[Stored data Boundary: Start]

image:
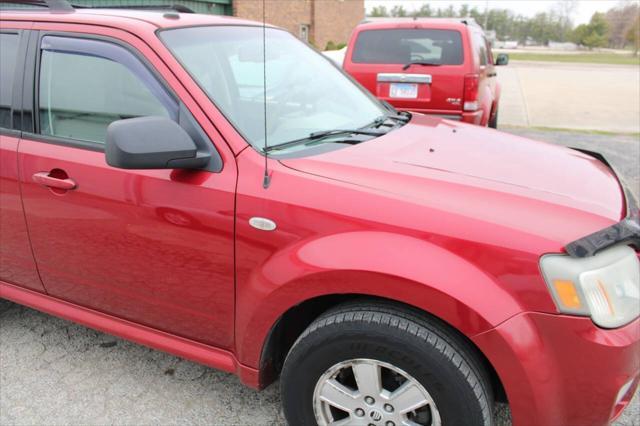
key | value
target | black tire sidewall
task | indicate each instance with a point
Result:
(445, 382)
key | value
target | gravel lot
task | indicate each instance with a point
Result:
(53, 372)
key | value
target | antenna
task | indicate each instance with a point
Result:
(267, 179)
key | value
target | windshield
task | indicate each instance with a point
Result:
(305, 93)
(403, 46)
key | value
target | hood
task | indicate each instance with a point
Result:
(433, 158)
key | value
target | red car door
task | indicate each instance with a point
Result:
(151, 246)
(16, 260)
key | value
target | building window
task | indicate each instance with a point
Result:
(304, 32)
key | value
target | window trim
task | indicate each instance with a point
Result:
(32, 92)
(15, 104)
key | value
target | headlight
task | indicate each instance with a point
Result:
(605, 287)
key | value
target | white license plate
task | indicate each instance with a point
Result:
(403, 90)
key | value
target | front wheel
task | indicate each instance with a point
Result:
(378, 364)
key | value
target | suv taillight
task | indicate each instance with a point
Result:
(471, 82)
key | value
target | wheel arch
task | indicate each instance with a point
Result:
(311, 276)
(294, 321)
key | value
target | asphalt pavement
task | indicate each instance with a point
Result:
(54, 372)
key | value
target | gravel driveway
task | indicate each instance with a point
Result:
(53, 372)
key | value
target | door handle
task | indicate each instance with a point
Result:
(43, 178)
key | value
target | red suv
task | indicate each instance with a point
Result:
(165, 179)
(433, 66)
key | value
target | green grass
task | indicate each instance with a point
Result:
(594, 58)
(563, 129)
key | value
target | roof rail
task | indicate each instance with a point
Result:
(53, 5)
(65, 6)
(166, 7)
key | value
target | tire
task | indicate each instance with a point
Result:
(493, 122)
(398, 343)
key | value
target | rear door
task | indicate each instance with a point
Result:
(151, 246)
(379, 59)
(16, 260)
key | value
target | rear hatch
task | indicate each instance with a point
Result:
(379, 59)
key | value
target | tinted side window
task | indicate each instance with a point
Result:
(401, 46)
(81, 94)
(489, 52)
(480, 47)
(8, 61)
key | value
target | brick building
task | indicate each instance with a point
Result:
(316, 21)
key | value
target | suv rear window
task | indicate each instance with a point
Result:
(401, 46)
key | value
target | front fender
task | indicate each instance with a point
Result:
(382, 264)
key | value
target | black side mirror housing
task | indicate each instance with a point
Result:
(152, 143)
(502, 59)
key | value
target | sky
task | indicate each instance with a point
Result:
(584, 8)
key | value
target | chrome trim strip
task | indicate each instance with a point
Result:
(448, 116)
(404, 78)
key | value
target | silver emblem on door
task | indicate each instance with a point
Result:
(262, 223)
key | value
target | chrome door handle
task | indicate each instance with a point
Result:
(43, 178)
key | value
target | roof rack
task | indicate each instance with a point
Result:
(166, 7)
(65, 6)
(53, 5)
(466, 21)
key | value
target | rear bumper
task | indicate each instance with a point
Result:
(474, 117)
(563, 370)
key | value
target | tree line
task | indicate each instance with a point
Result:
(617, 28)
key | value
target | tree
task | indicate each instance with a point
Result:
(621, 20)
(565, 9)
(633, 36)
(593, 34)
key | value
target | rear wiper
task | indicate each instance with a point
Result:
(317, 136)
(423, 63)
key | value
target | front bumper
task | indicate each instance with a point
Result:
(563, 370)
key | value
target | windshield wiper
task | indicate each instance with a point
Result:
(423, 63)
(318, 136)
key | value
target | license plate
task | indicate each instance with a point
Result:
(403, 90)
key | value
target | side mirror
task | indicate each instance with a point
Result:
(502, 59)
(151, 143)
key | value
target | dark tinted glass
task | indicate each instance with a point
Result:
(80, 95)
(8, 59)
(401, 46)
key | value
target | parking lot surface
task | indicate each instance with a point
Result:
(54, 372)
(569, 95)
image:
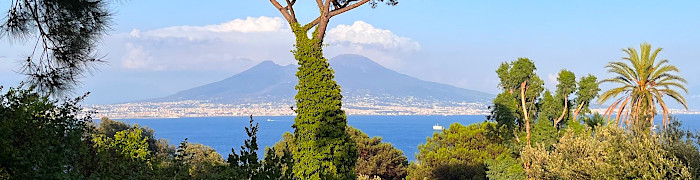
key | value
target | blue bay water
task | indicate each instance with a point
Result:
(224, 133)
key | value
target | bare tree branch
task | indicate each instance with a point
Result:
(283, 10)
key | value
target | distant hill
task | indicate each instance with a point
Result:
(358, 76)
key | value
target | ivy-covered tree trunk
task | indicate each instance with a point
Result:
(323, 149)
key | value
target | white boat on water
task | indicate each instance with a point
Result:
(437, 127)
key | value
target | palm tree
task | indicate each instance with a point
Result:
(643, 84)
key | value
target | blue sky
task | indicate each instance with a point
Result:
(159, 47)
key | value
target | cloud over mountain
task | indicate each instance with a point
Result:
(239, 44)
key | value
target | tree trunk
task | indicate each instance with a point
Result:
(580, 106)
(323, 149)
(527, 118)
(563, 112)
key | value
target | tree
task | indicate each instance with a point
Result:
(124, 155)
(682, 144)
(66, 32)
(611, 154)
(458, 152)
(519, 75)
(643, 83)
(247, 166)
(376, 159)
(566, 86)
(323, 149)
(587, 90)
(42, 138)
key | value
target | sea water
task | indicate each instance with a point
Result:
(225, 133)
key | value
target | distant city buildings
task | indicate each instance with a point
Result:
(355, 105)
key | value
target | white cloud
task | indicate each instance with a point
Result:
(138, 58)
(241, 43)
(360, 35)
(251, 24)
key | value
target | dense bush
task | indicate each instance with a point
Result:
(376, 159)
(459, 152)
(42, 138)
(611, 154)
(682, 144)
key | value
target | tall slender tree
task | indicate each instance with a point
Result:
(566, 86)
(587, 90)
(323, 149)
(643, 83)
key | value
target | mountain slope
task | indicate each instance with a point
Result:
(358, 76)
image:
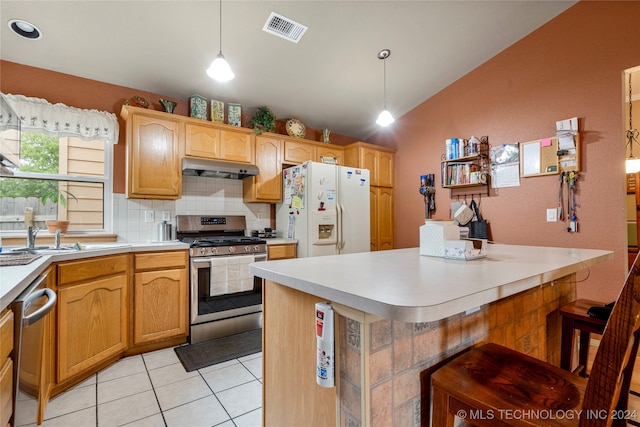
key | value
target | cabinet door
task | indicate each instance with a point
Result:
(202, 141)
(298, 152)
(369, 160)
(385, 169)
(267, 185)
(385, 213)
(92, 323)
(373, 223)
(154, 169)
(330, 152)
(160, 305)
(236, 146)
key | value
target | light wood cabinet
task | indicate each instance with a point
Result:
(267, 185)
(296, 152)
(379, 161)
(93, 309)
(202, 141)
(281, 251)
(153, 154)
(6, 365)
(160, 296)
(210, 141)
(382, 219)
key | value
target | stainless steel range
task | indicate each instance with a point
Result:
(225, 298)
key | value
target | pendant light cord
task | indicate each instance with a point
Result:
(384, 67)
(632, 133)
(220, 26)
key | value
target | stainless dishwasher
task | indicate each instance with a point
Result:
(30, 309)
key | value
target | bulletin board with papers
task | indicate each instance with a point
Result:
(553, 155)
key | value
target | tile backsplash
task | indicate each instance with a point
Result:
(200, 196)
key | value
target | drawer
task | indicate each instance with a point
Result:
(155, 260)
(93, 268)
(6, 391)
(283, 251)
(6, 334)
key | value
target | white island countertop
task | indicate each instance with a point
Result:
(402, 285)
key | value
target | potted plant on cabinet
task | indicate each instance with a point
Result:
(57, 196)
(263, 120)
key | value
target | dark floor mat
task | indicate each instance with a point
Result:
(203, 354)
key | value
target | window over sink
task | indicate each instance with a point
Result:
(59, 151)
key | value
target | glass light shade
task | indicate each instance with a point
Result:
(220, 70)
(385, 118)
(632, 165)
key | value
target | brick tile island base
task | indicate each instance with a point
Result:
(390, 331)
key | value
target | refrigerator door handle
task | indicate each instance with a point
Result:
(340, 244)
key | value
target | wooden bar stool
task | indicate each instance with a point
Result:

[Stored data Boundary: End]

→ Problem:
Images stay out; everything else in the records must be given again exactly.

→ Exercise result:
image:
key | value
target | black tire sidewall
task | indicate each instance with a point
Result:
(445, 382)
key | value
target | gravel lot
task | indicate each instance with a point
Result:
(53, 372)
key | value
target | antenna
task | indicate each instance with a point
Result:
(267, 179)
key | value
target | windshield
task | indicate each instance with a point
Result:
(305, 93)
(403, 46)
key | value
target | hood
task | indicate each instance with a point
Result:
(433, 158)
key | value
target | red car door
task | indicate each instance with a point
Result:
(151, 246)
(16, 260)
key | value
target | building window
task | indicate each instance with a point
Result:
(304, 32)
key | value
target | window trim
task | indicate each instance with a point
Result:
(32, 92)
(15, 104)
key | value
target | headlight
task | indicate each instance with a point
Result:
(605, 287)
key | value
target | white license plate
task | indicate each instance with a point
Result:
(403, 90)
key | value
target | front wheel
task | indicate each instance with a point
Result:
(378, 364)
key | value
target | suv taillight
task | indicate each instance with a point
Result:
(471, 82)
key | value
target | wheel arch
task | indicate each instance with a point
Result:
(311, 276)
(294, 321)
key | value
target | asphalt pavement
task | indicate each instance with a point
Result:
(54, 372)
key | value
target | gravel driveway
task | indicate each instance with a point
Result:
(53, 372)
key | value
target | door handle
task | indicate each instance with a point
Result:
(43, 178)
key | value
target | red suv
task | indicate each instance with a point
Result:
(165, 179)
(433, 66)
key | value
target | green grass
task | indicate each instance with a point
Result:
(594, 58)
(563, 129)
key | value
target | roof rail
task | indicate each instance with a point
Result:
(53, 5)
(65, 6)
(166, 7)
key | value
target | tire
task | indicate each instance with a point
Result:
(493, 122)
(398, 343)
key | value
target | rear door
task | indicate each instance with a point
Result:
(151, 246)
(379, 59)
(16, 260)
key | value
target | rear hatch
task | indicate each instance with a point
Result:
(379, 59)
key | value
target | tinted side window
task | indicate each instance with a point
Result:
(401, 46)
(81, 94)
(489, 52)
(480, 47)
(8, 61)
key | value
target | brick building
task | indicate each instance with a point
Result:
(316, 21)
key | value
target | suv rear window
task | indicate each instance with a point
Result:
(401, 46)
key | value
target | front fender
task | indicate each instance with a point
Result:
(382, 264)
key | value
target | black side mirror housing
task | indicate each instance with a point
Result:
(152, 143)
(502, 59)
key | value
target | sky
task | indicate each instance with a point
Result:
(584, 8)
key | value
target | chrome trim strip
task | indicate each instance with a point
Result:
(448, 116)
(404, 78)
key | value
target | silver emblem on door
task | indicate each instance with a point
Result:
(262, 223)
key | value
target | chrome door handle
task | indicate each instance with a point
Result:
(43, 178)
key | value
target | roof rack
task | indicate each instance with a point
Result:
(166, 7)
(65, 6)
(53, 5)
(466, 21)
key | value
target | rear bumper
task | indicate each instance with a point
Result:
(474, 117)
(563, 370)
key | value
target | tree line
task | indicate each instance with a point
Result:
(617, 28)
key | value
target | tree
task | indicate each instance with a point
Result:
(621, 20)
(565, 9)
(633, 36)
(593, 34)
key | value
target | rear wiper
task | indicate each instance with a point
Result:
(317, 136)
(423, 63)
key | value
target | front bumper
task | indicate each instance with a point
Result:
(563, 370)
key | value
target | windshield wiper
task | indicate each instance with a point
Result:
(423, 63)
(318, 136)
key | value
target | license plate
task | indicate each instance with a point
Result:
(403, 90)
key | value
target | side mirror
task | indicate each instance with a point
Result:
(502, 59)
(151, 143)
key | value
target | dark tinted glass
task | indicate each instance with a point
Result:
(80, 95)
(8, 59)
(401, 46)
key | value
target | parking lot surface
task | indicate each instance with a point
Result:
(54, 372)
(569, 95)
image:
key | value
target | blue bay water
task | indicate each instance with a point
Result:
(224, 133)
key | value
target | bare tree branch
task | indicate each instance with a point
Result:
(283, 10)
key | value
target | distant hill
task | indicate each instance with a point
Result:
(358, 76)
key | value
target | ivy-covered tree trunk
task | indicate each instance with a point
Result:
(323, 149)
key | value
target | white boat on water
task | indicate each instance with a point
Result:
(437, 127)
key | value
target | palm tree
task | indicate each instance with a point
Result:
(643, 84)
key | value
target | blue sky
task | indicate each instance with a point
Result:
(159, 47)
key | value
target | cloud over mountain
task | indicate each instance with a point
Result:
(239, 44)
key | value
target | tree trunk
task | indicate each instance with a point
Result:
(580, 106)
(323, 149)
(527, 118)
(563, 112)
key | value
target | tree
task | indicate each instance with a point
Result:
(124, 155)
(682, 144)
(66, 32)
(611, 154)
(458, 152)
(519, 75)
(643, 83)
(247, 166)
(376, 159)
(566, 86)
(323, 149)
(587, 90)
(42, 138)
key | value
target | sea water
task | indicate each instance with a point
Result:
(225, 133)
key | value
target | distant city buildings
task | indicate each instance with a point
Result:
(355, 105)
key | value
target | white cloud
task | indicate each instance with a point
Result:
(138, 58)
(241, 43)
(360, 35)
(251, 24)
key | value
target | dense bush
task | indicate each instance with a point
Result:
(376, 159)
(459, 152)
(42, 138)
(611, 154)
(682, 144)
key | value
target | tall slender tree
task | indicate each instance with a point
Result:
(566, 86)
(587, 90)
(323, 149)
(643, 83)
key | value
target | mountain slope
task | indicate each instance with a point
Result:
(358, 76)
image:
key | value
target | cabinet door
task | indicate each instance with a point
Result:
(202, 141)
(298, 152)
(369, 160)
(385, 169)
(267, 185)
(385, 213)
(92, 323)
(373, 223)
(154, 169)
(330, 152)
(160, 305)
(236, 146)
key | value
target | light wood cabinet
task | indicate each instance with a point
Result:
(267, 185)
(296, 152)
(379, 161)
(93, 309)
(202, 141)
(281, 251)
(153, 154)
(6, 365)
(160, 296)
(210, 141)
(382, 219)
key | value
target | stainless steel range
task | indicate each instance with a point
Result:
(225, 298)
key | value
target | pendant light cord
task | indicate each instance with a point
Result:
(384, 67)
(632, 133)
(220, 26)
key | value
target | stainless dishwasher
task | indicate each instance with a point
Result:
(30, 309)
key | value
target | bulletin board with papers
task | indicate each instance with a point
Result:
(553, 155)
key | value
target | tile backsplash
task | indicate each instance with a point
Result:
(200, 196)
key | value
target | drawer
task | indicate each instance with a point
Result:
(155, 260)
(93, 268)
(6, 391)
(283, 251)
(6, 334)
key | value
target | white island countertop
task | indicate each instance with a point
Result:
(402, 285)
key | value
target | potted plant on cabinet
task | indicate each instance with a point
Result:
(57, 196)
(263, 120)
key | value
target | dark floor mat
task | indicate each instance with a point
Result:
(203, 354)
key | value
target | window over sink
task | indicate each instance with a point
Result:
(59, 151)
key | value
target | glass light shade
task | indicate each instance with a point
Result:
(220, 70)
(385, 118)
(632, 165)
key | value
target | brick tile island base
task | indicate each instance with a point
Result:
(390, 331)
key | value
target | refrigerator door handle
task | indicate each instance with a point
Result:
(340, 244)
key | value
target | wooden bar stool
task | indicate each instance with a point
Result:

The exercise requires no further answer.